- DATA SUPPLIED -
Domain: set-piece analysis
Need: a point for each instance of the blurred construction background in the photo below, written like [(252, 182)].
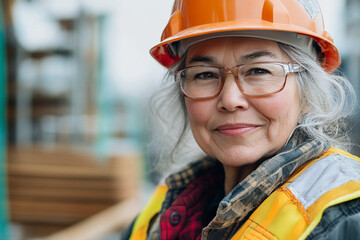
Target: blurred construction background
[(76, 78)]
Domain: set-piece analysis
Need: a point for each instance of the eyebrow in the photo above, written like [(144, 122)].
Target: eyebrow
[(257, 54), (248, 57), (205, 59)]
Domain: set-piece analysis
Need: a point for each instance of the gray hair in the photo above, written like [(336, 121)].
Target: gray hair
[(327, 100)]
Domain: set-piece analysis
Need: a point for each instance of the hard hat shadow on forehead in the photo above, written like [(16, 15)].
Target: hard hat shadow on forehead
[(285, 21)]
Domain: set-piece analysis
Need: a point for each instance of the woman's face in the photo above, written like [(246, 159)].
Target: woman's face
[(235, 129)]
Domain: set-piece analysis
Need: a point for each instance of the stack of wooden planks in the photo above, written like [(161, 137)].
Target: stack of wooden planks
[(53, 189)]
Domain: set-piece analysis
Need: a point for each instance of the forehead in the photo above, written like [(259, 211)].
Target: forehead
[(237, 47)]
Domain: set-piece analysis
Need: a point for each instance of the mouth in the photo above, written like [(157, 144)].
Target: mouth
[(236, 129)]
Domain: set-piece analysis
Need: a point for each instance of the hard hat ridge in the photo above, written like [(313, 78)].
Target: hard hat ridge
[(216, 18)]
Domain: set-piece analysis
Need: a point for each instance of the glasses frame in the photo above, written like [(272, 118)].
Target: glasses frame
[(288, 68)]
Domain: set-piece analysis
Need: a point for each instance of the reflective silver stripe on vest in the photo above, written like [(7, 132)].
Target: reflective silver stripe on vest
[(324, 175)]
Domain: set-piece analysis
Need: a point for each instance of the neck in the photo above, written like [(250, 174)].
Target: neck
[(234, 175)]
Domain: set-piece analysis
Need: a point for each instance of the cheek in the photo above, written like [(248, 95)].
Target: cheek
[(198, 112), (282, 111)]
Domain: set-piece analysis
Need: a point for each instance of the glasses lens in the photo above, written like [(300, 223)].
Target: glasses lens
[(261, 78), (200, 81)]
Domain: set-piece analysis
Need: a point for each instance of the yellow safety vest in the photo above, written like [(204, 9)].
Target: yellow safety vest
[(294, 209)]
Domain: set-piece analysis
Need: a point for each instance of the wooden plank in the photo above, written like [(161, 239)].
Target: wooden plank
[(53, 212)]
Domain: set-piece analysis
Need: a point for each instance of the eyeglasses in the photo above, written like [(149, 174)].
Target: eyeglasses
[(254, 79)]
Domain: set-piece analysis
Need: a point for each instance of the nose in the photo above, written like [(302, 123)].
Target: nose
[(231, 98)]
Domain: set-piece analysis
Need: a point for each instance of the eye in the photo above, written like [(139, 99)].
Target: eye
[(257, 71), (206, 76)]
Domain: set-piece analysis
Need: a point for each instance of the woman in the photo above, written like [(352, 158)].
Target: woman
[(257, 92)]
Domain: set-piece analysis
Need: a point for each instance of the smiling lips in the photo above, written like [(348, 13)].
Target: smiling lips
[(236, 129)]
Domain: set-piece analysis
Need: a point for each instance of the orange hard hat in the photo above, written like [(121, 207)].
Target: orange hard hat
[(194, 18)]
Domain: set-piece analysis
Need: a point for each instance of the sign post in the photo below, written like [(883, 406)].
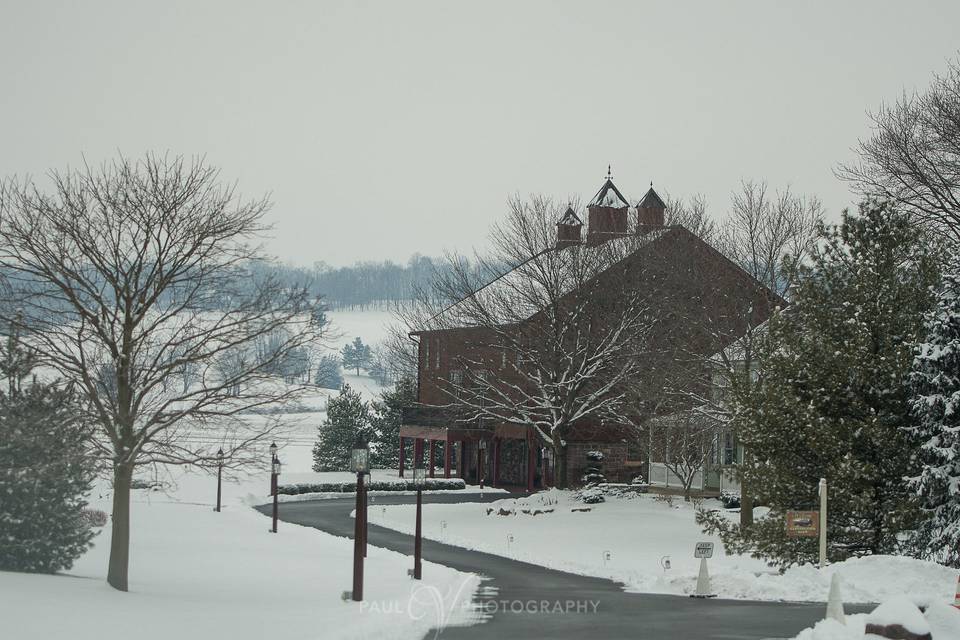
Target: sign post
[(703, 551)]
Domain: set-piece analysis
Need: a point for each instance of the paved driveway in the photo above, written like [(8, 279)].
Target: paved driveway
[(529, 601)]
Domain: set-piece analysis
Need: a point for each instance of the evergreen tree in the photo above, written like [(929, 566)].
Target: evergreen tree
[(935, 382), (328, 373), (45, 471), (386, 421), (356, 355), (832, 396), (348, 417)]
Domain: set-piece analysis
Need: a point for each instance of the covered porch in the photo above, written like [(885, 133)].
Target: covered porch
[(503, 456)]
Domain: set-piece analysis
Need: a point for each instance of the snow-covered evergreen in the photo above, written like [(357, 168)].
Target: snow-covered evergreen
[(833, 396), (386, 421), (348, 417), (45, 470), (935, 382)]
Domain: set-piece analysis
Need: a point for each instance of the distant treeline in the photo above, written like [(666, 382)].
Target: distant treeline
[(366, 284)]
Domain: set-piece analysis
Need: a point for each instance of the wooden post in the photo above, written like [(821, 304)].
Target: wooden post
[(531, 462), (418, 539), (417, 452), (823, 522), (479, 465), (357, 593)]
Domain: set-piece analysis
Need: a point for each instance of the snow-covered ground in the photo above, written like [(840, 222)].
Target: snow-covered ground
[(630, 539), (370, 325), (197, 573), (940, 620)]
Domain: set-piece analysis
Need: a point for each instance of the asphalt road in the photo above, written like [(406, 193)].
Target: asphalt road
[(603, 609)]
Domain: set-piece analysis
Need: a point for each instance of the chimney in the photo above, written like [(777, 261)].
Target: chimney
[(607, 213), (650, 211), (569, 229)]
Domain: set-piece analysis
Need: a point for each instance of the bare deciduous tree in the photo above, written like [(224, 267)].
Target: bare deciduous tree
[(763, 234), (685, 440), (551, 344), (128, 274), (913, 155)]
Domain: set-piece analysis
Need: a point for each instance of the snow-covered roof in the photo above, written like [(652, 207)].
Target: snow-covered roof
[(651, 199), (570, 218), (522, 292), (609, 196)]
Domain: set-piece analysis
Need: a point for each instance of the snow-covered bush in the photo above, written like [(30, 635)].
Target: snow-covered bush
[(590, 495), (730, 499), (45, 474), (432, 484)]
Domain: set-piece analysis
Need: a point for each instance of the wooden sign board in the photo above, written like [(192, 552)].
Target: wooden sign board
[(803, 524)]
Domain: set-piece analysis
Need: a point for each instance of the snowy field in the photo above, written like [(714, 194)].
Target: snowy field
[(629, 540), (940, 620), (197, 573)]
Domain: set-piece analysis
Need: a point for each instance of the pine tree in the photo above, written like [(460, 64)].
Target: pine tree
[(328, 373), (386, 421), (832, 396), (935, 383), (348, 417), (45, 471), (356, 355)]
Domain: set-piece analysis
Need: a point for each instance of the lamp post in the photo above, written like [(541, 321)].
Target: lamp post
[(419, 480), (276, 493), (481, 448), (359, 463), (219, 476)]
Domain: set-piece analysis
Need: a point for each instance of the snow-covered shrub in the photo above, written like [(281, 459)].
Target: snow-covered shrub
[(45, 474), (432, 484), (730, 499), (591, 495)]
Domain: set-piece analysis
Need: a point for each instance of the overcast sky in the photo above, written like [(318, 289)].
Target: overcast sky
[(387, 128)]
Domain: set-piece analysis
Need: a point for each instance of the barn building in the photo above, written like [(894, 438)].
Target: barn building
[(708, 298)]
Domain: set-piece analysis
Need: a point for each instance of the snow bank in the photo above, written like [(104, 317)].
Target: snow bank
[(941, 620), (629, 540)]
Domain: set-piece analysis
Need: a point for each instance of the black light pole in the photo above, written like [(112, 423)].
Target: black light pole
[(276, 492), (360, 463), (364, 489), (481, 447), (419, 479), (219, 476)]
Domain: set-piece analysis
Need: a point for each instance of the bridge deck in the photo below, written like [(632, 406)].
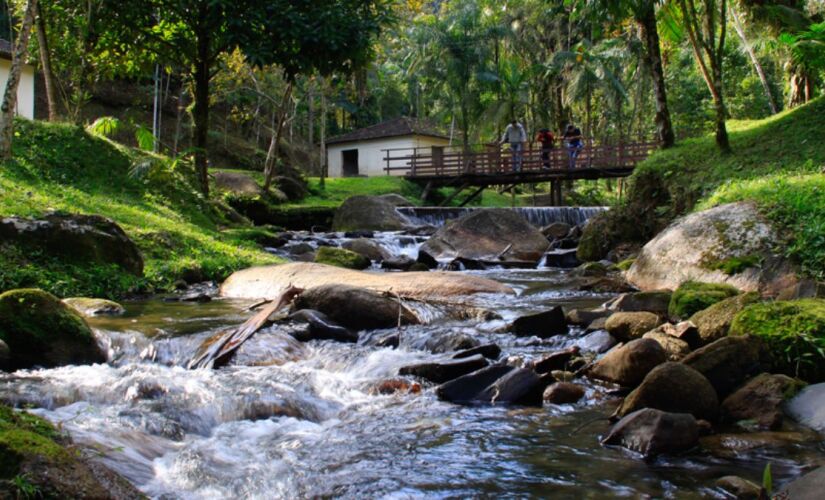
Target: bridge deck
[(492, 166)]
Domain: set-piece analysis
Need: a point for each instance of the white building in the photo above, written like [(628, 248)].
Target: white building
[(25, 91), (362, 152)]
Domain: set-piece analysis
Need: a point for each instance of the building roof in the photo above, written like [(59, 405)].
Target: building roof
[(391, 128)]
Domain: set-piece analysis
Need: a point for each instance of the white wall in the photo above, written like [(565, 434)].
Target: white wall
[(371, 155), (25, 91)]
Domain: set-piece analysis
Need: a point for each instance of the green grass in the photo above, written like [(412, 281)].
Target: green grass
[(776, 163), (338, 189), (61, 167)]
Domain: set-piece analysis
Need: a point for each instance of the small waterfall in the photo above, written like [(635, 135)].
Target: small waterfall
[(538, 216)]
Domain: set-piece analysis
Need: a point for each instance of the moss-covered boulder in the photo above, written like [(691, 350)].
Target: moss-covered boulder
[(794, 333), (693, 296), (35, 462), (40, 330), (340, 257), (714, 322)]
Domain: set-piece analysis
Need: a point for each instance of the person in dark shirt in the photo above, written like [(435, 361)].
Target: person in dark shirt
[(547, 140), (573, 139)]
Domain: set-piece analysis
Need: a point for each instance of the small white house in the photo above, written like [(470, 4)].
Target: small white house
[(362, 152), (25, 91)]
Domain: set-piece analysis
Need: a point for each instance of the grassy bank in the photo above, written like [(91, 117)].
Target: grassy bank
[(61, 167), (776, 163)]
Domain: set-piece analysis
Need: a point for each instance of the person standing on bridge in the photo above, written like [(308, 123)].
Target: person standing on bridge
[(516, 136), (547, 140), (573, 139)]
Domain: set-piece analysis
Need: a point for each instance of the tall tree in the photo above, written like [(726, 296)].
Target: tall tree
[(643, 13), (9, 106), (706, 24)]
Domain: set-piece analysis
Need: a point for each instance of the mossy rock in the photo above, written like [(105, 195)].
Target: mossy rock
[(693, 296), (794, 332), (714, 322), (40, 330), (341, 258)]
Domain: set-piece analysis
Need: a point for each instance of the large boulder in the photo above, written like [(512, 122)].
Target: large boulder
[(627, 365), (496, 384), (808, 408), (792, 330), (652, 432), (727, 362), (340, 257), (488, 235), (673, 387), (369, 213), (693, 296), (730, 244), (760, 400), (630, 325), (271, 281), (356, 308), (445, 370), (40, 330), (82, 238), (714, 322)]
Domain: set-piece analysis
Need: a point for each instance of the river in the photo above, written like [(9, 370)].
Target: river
[(311, 427)]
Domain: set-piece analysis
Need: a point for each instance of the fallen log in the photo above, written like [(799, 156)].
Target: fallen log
[(220, 351)]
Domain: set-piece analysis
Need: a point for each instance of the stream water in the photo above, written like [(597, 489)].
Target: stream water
[(310, 426)]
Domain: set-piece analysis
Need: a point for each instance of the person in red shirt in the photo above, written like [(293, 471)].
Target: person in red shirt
[(547, 141)]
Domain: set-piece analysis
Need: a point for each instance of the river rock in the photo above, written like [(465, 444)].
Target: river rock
[(714, 322), (375, 213), (489, 351), (628, 364), (631, 325), (655, 301), (808, 407), (673, 387), (808, 487), (271, 281), (598, 342), (356, 308), (487, 235), (695, 247), (740, 488), (321, 327), (94, 307), (565, 259), (676, 348), (443, 371), (727, 362), (82, 238), (543, 325), (556, 230), (653, 432), (340, 257), (40, 330), (496, 384), (558, 360), (368, 248), (561, 393), (760, 400)]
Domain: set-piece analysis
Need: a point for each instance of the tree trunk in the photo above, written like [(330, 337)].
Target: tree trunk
[(9, 106), (273, 152), (46, 65), (653, 61), (740, 30)]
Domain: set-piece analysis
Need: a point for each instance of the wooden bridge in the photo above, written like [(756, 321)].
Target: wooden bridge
[(489, 165)]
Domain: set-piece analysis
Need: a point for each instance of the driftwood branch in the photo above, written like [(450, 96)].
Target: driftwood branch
[(221, 350)]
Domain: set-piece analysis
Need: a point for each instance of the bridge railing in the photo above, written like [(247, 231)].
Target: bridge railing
[(491, 159)]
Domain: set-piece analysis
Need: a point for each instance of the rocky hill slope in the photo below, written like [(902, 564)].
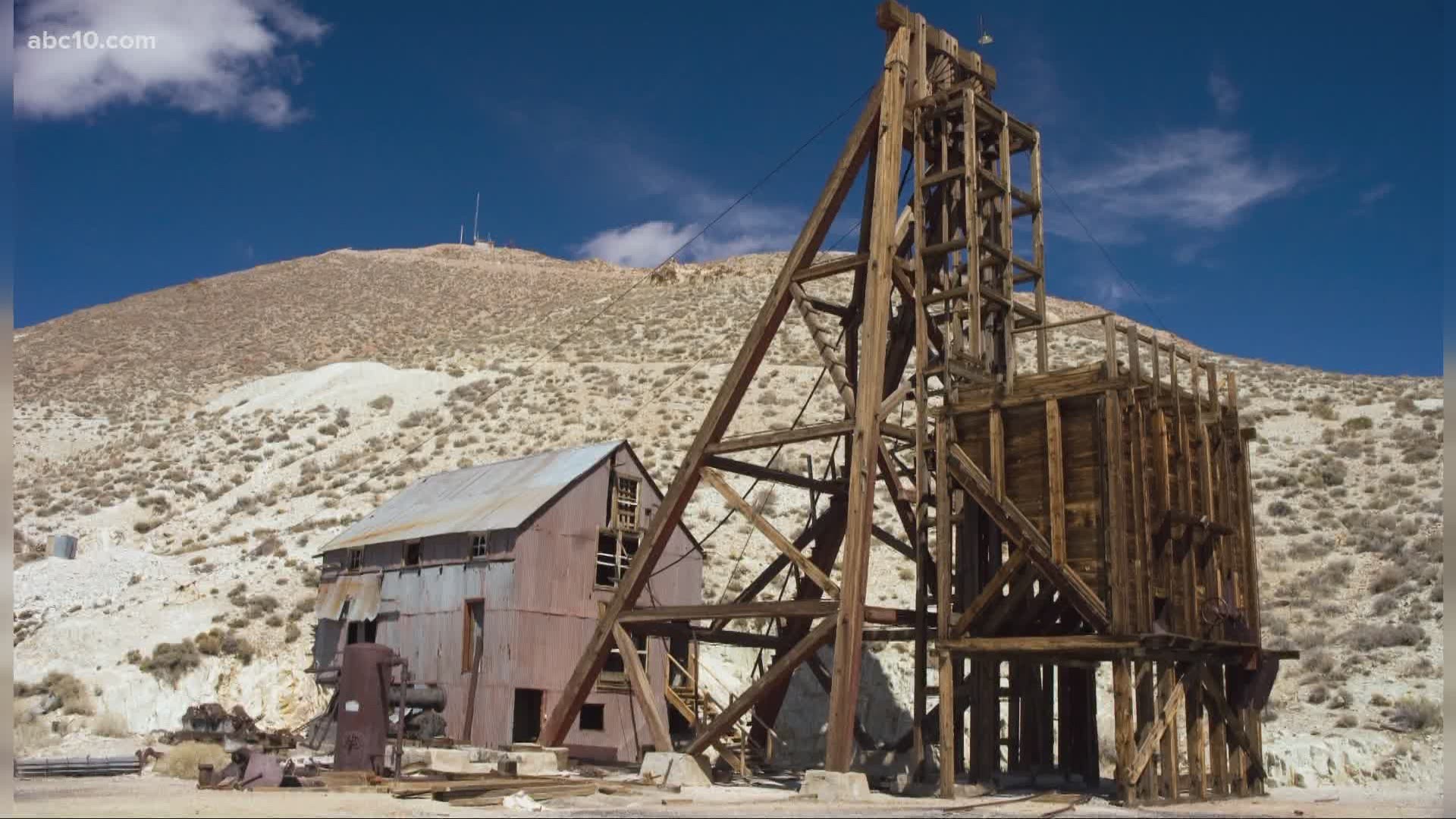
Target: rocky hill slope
[(202, 441)]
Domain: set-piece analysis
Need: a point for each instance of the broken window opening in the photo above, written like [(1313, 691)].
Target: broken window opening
[(615, 551), (472, 632)]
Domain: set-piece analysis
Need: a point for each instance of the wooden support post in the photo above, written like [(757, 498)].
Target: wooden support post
[(845, 695), (998, 445), (1038, 256), (1123, 725), (642, 689), (1169, 752), (778, 672), (1114, 534), (1056, 487), (946, 563)]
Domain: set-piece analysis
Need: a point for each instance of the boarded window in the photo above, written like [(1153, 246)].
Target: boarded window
[(472, 632), (615, 553), (593, 717), (492, 542), (625, 503), (615, 670)]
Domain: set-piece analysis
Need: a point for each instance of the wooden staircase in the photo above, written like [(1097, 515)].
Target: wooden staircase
[(701, 707)]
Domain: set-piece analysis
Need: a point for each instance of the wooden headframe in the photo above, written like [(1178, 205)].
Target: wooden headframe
[(1056, 518)]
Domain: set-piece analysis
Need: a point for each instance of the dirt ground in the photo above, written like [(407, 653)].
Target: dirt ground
[(159, 796)]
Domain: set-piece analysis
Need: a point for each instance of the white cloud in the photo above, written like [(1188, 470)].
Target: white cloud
[(748, 228), (1223, 93), (1375, 194), (221, 57), (1203, 178)]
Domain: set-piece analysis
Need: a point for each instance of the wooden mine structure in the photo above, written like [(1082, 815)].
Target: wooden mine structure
[(1056, 518)]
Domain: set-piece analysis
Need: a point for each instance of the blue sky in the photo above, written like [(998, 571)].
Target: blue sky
[(1267, 178)]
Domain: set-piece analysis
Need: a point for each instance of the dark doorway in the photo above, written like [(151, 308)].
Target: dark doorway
[(362, 632), (526, 722)]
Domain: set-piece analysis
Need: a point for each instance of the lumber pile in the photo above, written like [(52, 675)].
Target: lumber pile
[(485, 792)]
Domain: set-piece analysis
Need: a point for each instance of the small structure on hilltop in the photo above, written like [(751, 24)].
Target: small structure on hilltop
[(488, 580)]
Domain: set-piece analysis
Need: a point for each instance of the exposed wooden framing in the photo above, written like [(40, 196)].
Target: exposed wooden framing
[(642, 689), (781, 668), (775, 475), (730, 611), (989, 594), (718, 483), (778, 438), (1123, 729), (1056, 519), (874, 333), (1165, 723), (1056, 487)]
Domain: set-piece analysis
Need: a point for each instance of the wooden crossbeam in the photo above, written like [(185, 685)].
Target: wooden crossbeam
[(775, 475), (777, 438), (989, 594), (718, 483), (1082, 645), (1237, 735), (780, 670), (1166, 716), (1025, 535), (731, 611)]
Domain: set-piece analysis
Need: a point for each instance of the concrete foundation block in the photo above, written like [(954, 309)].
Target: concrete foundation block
[(835, 786), (535, 763), (670, 768)]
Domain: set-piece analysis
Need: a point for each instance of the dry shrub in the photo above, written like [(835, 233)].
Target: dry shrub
[(1419, 713), (181, 761), (169, 661)]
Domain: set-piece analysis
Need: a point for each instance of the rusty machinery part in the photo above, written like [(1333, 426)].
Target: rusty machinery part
[(363, 707)]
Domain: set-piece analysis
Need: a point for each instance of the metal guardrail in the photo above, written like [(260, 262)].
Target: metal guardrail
[(77, 767)]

- WHAT IS REQUIRED -
Select and copy each line of the records above that contains the word "roof", treating uppercase and lowercase letters as different.

- EXERCISE RESULT -
Need: a point for each instance of the snow-covered roof in the photo above, written like [(652, 207)].
Target: snow-covered roof
Need: a point for each instance of the building roof in the photo above, written like [(59, 405)].
Target: building roof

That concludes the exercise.